▶ **WHAT TO DO**
Please copy the material below between the lines holding "of black hair." and "top-left (405, 606), bottom-right (442, 647)", inclusive, swapping "black hair" for "dark hair" and leaving everything else unchanged.

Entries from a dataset
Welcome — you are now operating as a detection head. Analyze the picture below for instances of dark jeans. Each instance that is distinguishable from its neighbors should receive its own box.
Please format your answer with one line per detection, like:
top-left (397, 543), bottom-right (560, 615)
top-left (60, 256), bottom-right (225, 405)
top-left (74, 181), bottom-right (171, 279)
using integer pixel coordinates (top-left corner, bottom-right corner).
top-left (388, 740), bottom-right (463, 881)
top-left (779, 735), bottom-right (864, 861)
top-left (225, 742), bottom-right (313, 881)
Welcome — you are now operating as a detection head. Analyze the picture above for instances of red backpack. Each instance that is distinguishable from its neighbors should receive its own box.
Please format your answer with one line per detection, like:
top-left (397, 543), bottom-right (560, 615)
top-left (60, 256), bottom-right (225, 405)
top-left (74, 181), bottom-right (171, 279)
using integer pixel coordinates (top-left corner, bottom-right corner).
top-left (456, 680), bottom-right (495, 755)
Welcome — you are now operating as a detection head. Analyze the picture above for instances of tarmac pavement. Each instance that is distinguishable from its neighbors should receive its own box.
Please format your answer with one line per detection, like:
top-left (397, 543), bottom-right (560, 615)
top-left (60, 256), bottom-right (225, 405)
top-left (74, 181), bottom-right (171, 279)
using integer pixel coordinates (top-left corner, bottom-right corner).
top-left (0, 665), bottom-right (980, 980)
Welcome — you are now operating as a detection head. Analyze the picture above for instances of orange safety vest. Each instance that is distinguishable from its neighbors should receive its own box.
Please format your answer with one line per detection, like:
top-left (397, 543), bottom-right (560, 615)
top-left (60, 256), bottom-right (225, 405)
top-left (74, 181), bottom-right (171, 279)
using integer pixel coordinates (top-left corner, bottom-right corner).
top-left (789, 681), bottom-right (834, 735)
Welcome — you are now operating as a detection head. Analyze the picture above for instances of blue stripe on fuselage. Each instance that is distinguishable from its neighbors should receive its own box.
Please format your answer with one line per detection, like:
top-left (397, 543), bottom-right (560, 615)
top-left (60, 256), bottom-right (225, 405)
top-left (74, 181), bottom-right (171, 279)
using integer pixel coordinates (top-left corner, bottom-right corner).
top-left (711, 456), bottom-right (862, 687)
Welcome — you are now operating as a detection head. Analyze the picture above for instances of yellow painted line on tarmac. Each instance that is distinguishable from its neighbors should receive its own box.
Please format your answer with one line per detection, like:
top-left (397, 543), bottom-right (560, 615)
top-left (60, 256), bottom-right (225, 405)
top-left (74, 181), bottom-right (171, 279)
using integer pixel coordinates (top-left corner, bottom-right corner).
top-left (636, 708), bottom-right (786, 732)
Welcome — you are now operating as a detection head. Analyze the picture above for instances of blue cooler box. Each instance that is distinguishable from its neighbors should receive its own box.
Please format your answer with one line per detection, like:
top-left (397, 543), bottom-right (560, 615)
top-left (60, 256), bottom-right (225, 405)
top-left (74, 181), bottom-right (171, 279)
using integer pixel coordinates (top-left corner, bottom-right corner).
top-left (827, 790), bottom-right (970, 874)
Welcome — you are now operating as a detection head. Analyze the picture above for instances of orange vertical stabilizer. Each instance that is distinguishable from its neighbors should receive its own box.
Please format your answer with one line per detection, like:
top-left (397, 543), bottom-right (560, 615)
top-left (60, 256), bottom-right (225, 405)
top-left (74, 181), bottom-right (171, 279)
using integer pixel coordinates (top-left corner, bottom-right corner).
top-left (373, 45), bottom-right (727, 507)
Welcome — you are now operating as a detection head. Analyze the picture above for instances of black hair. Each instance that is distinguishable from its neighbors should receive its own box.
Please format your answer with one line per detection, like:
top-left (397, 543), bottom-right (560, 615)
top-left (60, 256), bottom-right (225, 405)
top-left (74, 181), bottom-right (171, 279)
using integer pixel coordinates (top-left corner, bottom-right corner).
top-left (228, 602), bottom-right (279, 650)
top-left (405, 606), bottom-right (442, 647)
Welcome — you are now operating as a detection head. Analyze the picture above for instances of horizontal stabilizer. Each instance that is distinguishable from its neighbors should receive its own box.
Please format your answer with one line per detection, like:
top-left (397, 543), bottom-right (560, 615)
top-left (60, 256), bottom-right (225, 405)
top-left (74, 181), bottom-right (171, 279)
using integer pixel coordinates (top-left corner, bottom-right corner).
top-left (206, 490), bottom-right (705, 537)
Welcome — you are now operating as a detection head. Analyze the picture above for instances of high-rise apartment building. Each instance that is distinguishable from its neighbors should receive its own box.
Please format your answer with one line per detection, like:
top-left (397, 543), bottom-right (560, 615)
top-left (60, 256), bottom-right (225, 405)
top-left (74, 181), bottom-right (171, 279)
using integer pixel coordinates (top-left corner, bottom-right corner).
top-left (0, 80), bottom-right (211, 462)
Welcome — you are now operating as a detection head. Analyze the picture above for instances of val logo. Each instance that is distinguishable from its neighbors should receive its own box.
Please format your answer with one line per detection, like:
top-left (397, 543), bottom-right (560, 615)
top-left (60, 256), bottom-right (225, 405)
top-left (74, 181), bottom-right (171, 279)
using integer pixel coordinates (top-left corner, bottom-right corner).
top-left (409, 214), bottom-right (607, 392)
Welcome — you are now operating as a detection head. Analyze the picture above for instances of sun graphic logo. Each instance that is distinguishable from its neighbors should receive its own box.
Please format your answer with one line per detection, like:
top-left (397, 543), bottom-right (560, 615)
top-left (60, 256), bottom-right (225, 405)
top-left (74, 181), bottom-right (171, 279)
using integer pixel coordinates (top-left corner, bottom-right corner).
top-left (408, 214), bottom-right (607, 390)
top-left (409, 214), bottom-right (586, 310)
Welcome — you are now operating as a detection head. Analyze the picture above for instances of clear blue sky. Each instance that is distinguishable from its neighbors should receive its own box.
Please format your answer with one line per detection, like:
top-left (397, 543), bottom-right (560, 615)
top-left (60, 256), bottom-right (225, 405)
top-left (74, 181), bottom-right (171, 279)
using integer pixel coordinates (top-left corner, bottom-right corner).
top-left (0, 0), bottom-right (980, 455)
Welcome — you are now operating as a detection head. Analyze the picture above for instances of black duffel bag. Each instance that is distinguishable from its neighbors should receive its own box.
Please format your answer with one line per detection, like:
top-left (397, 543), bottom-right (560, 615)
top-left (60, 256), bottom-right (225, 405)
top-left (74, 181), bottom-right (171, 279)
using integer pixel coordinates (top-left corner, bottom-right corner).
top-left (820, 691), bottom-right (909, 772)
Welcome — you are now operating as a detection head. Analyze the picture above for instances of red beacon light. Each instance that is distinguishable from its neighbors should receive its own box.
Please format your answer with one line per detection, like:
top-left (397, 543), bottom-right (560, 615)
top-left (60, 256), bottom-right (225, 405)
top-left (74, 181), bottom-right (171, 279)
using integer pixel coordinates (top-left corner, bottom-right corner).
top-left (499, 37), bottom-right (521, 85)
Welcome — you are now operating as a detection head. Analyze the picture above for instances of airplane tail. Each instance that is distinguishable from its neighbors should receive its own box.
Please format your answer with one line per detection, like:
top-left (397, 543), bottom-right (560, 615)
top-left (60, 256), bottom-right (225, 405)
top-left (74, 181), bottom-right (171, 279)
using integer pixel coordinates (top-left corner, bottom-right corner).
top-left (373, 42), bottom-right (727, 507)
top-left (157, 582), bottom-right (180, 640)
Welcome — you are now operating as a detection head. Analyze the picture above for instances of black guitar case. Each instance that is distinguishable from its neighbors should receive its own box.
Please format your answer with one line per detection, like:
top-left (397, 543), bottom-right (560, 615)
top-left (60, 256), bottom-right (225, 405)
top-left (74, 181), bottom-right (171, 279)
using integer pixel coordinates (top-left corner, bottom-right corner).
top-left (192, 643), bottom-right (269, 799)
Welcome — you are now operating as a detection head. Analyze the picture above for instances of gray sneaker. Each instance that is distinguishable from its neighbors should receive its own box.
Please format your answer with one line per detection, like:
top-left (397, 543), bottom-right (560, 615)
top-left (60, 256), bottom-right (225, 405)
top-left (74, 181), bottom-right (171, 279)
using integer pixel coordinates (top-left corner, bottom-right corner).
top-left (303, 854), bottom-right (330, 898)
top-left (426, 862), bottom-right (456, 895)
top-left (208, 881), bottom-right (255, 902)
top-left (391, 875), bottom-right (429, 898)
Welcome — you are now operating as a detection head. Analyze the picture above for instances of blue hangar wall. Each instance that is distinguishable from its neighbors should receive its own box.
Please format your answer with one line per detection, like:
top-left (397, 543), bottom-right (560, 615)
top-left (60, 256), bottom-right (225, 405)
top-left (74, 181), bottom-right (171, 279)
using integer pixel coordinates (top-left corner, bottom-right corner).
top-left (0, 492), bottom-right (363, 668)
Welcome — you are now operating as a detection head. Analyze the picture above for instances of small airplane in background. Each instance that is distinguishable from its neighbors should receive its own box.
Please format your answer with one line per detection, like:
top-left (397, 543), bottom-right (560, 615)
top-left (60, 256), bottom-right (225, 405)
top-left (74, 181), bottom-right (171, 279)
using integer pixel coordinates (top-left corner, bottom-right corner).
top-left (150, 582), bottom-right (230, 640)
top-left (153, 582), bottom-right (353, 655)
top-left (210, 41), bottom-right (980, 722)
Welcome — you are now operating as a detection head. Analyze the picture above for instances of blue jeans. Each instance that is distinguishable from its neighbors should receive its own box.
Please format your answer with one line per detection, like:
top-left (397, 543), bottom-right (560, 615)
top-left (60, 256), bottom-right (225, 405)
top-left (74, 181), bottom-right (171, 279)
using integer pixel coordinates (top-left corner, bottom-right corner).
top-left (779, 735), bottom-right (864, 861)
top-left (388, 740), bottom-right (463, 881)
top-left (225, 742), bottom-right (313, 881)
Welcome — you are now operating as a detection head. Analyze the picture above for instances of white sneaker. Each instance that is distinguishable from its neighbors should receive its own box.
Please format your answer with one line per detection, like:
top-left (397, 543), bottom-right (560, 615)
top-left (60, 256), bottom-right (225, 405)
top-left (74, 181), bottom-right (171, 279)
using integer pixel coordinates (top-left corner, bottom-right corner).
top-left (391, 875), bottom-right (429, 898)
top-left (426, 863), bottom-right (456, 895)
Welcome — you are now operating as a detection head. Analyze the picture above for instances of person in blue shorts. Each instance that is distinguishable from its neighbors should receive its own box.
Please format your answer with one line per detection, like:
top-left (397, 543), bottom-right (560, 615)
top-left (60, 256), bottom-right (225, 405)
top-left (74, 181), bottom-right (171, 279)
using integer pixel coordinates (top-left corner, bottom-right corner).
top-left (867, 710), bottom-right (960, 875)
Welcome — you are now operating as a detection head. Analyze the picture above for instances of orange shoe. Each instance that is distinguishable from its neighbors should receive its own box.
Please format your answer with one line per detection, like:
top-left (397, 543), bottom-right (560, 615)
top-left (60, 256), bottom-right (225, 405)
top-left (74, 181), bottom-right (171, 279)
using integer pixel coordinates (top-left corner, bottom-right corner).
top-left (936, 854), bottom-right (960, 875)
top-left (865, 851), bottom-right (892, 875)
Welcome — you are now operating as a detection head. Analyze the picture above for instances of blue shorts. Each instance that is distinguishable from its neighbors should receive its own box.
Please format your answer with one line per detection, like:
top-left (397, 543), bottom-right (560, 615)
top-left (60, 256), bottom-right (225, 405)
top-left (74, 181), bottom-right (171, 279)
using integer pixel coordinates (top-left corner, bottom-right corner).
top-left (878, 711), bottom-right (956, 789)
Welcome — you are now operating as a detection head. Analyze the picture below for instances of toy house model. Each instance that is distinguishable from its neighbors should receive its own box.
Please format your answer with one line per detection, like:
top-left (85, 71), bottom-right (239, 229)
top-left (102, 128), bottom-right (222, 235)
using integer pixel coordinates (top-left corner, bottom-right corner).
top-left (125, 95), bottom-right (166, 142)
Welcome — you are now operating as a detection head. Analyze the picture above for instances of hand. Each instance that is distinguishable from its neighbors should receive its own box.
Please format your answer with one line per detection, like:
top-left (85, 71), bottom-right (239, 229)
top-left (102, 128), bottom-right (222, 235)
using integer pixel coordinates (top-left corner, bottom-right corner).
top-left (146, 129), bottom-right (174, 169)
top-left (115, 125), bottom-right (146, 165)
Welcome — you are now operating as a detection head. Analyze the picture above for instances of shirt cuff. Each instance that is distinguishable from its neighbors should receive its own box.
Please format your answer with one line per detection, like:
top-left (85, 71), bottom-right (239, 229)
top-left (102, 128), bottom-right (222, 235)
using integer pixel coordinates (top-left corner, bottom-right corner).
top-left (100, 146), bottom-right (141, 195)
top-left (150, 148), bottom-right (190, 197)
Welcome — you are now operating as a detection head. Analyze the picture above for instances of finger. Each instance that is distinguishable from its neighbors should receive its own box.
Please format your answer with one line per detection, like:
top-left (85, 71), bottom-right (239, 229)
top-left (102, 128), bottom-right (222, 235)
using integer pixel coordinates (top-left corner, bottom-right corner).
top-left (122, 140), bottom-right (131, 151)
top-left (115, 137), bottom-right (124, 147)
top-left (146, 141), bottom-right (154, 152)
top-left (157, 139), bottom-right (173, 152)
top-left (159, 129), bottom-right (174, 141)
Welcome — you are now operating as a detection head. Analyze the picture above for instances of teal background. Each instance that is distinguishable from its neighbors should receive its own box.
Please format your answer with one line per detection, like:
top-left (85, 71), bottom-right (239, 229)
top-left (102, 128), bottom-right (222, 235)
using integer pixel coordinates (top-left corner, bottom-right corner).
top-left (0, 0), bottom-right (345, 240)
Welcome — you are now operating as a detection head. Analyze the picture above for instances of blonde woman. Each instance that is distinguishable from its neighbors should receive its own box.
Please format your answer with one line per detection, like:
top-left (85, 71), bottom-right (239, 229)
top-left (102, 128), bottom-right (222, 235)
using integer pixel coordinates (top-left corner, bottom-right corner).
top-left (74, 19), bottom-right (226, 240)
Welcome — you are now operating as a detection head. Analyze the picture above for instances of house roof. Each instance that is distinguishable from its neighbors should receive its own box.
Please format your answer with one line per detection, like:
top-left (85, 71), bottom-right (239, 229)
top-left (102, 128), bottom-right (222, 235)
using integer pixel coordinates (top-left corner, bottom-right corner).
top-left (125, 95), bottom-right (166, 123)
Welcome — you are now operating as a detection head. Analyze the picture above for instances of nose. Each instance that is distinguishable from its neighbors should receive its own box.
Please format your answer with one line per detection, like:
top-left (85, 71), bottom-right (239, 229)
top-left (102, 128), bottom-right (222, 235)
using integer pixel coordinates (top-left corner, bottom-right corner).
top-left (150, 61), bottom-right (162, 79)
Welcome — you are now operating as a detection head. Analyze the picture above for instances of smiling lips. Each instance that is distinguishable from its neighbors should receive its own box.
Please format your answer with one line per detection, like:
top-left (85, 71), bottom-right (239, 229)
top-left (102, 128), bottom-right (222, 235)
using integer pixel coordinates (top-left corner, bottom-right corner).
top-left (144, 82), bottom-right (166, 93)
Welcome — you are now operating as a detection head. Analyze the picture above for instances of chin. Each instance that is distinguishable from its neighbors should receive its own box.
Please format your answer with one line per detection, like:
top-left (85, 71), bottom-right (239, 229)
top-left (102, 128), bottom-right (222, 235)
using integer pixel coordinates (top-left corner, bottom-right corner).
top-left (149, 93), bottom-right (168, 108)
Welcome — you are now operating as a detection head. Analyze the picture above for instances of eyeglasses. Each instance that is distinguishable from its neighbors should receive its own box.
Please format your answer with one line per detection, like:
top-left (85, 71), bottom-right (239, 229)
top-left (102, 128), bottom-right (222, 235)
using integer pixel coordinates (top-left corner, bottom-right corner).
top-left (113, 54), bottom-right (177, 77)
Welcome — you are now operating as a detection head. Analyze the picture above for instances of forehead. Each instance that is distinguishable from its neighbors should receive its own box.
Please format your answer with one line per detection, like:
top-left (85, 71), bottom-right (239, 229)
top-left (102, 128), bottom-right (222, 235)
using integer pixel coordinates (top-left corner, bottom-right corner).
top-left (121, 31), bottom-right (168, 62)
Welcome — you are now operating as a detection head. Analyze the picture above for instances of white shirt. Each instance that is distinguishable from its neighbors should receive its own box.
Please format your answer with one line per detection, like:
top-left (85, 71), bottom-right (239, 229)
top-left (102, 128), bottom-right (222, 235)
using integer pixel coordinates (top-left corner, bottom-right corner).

▶ **TASK ANSWER**
Welcome — you are now operating as a detection head. Analyze the picture above for instances of dark hair. Each instance that is distinguishable from its neighbors should receive its own box.
Please format your answer with one line per detection, like:
top-left (397, 543), bottom-right (560, 615)
top-left (60, 256), bottom-right (225, 405)
top-left (74, 181), bottom-right (171, 279)
using integer pixel coordinates (top-left corner, bottom-right corner).
top-left (228, 602), bottom-right (279, 650)
top-left (405, 606), bottom-right (442, 647)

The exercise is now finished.